─── Input rows ───
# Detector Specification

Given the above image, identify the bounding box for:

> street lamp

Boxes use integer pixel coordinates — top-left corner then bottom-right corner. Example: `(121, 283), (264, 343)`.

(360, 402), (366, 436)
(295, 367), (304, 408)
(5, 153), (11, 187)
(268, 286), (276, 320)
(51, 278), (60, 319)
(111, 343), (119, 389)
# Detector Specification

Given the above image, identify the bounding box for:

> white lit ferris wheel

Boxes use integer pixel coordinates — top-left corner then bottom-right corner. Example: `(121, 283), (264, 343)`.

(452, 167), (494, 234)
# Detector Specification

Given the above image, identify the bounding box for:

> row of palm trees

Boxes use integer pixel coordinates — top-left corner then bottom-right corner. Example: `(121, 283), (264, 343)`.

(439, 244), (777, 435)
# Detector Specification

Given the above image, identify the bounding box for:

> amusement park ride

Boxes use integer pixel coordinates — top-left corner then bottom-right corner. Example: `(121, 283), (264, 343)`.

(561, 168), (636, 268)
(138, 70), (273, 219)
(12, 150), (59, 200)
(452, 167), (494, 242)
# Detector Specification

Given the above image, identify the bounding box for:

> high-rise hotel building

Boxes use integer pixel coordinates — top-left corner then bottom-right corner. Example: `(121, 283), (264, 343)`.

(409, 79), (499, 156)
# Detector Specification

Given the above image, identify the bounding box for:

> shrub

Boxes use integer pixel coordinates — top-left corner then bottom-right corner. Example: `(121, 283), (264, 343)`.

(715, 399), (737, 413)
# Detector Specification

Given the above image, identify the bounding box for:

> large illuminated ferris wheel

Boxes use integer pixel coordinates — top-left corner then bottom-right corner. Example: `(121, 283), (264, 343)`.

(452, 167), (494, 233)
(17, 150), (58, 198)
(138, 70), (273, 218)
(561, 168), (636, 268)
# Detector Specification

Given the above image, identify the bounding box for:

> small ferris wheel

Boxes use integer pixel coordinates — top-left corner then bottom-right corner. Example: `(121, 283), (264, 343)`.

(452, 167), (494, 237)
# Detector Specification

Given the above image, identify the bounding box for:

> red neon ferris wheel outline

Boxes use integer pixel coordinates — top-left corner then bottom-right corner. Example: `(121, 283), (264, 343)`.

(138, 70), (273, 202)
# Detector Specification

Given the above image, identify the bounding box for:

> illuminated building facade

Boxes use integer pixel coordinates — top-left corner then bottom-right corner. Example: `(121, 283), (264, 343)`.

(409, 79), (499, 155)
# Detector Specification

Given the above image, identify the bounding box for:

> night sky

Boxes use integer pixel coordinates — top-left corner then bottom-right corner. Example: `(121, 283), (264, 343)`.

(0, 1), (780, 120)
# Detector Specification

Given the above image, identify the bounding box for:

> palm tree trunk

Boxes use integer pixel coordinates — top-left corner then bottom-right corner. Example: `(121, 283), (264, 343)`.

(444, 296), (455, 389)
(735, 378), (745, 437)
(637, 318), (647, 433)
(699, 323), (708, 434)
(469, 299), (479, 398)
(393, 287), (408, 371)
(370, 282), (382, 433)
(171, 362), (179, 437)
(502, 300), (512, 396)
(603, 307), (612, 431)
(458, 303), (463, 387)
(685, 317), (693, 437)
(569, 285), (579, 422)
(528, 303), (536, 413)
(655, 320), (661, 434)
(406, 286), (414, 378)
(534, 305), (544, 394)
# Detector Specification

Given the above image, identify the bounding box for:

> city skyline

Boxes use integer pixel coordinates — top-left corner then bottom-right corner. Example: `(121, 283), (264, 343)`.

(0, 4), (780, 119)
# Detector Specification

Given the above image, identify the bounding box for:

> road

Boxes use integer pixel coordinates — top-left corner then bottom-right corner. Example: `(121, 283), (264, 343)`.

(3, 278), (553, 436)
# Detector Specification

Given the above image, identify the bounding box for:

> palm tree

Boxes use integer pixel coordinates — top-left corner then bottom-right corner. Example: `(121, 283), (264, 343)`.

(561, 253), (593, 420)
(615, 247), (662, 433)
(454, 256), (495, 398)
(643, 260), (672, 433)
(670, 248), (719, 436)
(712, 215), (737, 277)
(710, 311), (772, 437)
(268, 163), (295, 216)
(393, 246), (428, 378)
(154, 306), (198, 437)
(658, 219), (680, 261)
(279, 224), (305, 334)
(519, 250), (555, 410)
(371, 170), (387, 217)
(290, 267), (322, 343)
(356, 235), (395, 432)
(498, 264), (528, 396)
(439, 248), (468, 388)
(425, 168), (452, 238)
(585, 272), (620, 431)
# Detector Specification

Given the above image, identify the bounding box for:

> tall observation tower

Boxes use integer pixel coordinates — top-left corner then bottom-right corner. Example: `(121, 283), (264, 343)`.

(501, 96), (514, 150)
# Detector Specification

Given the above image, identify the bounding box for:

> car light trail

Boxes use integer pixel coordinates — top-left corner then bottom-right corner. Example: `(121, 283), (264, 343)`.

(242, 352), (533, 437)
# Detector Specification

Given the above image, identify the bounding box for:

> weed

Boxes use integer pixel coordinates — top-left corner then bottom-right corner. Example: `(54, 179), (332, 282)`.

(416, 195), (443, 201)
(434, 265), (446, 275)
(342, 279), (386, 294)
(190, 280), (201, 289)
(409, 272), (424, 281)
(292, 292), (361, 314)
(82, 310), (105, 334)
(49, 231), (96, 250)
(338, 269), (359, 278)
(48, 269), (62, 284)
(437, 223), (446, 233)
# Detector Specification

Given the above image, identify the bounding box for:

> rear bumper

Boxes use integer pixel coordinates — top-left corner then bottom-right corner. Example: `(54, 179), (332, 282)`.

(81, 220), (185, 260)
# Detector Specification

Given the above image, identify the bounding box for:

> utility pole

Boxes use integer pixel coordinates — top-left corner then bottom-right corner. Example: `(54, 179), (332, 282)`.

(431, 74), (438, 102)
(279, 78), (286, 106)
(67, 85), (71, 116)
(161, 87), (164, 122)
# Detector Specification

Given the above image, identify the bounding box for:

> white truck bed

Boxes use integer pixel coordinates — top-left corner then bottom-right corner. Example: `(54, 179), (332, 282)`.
───
[Task to complete]
Please pull out each line of the material above that contains the word "ferris". Matching is case-sensitive.

[Full solution]
> white lit ferris wheel
> large illuminated ferris wheel
> small ferris wheel
> red neon ferris wheel outline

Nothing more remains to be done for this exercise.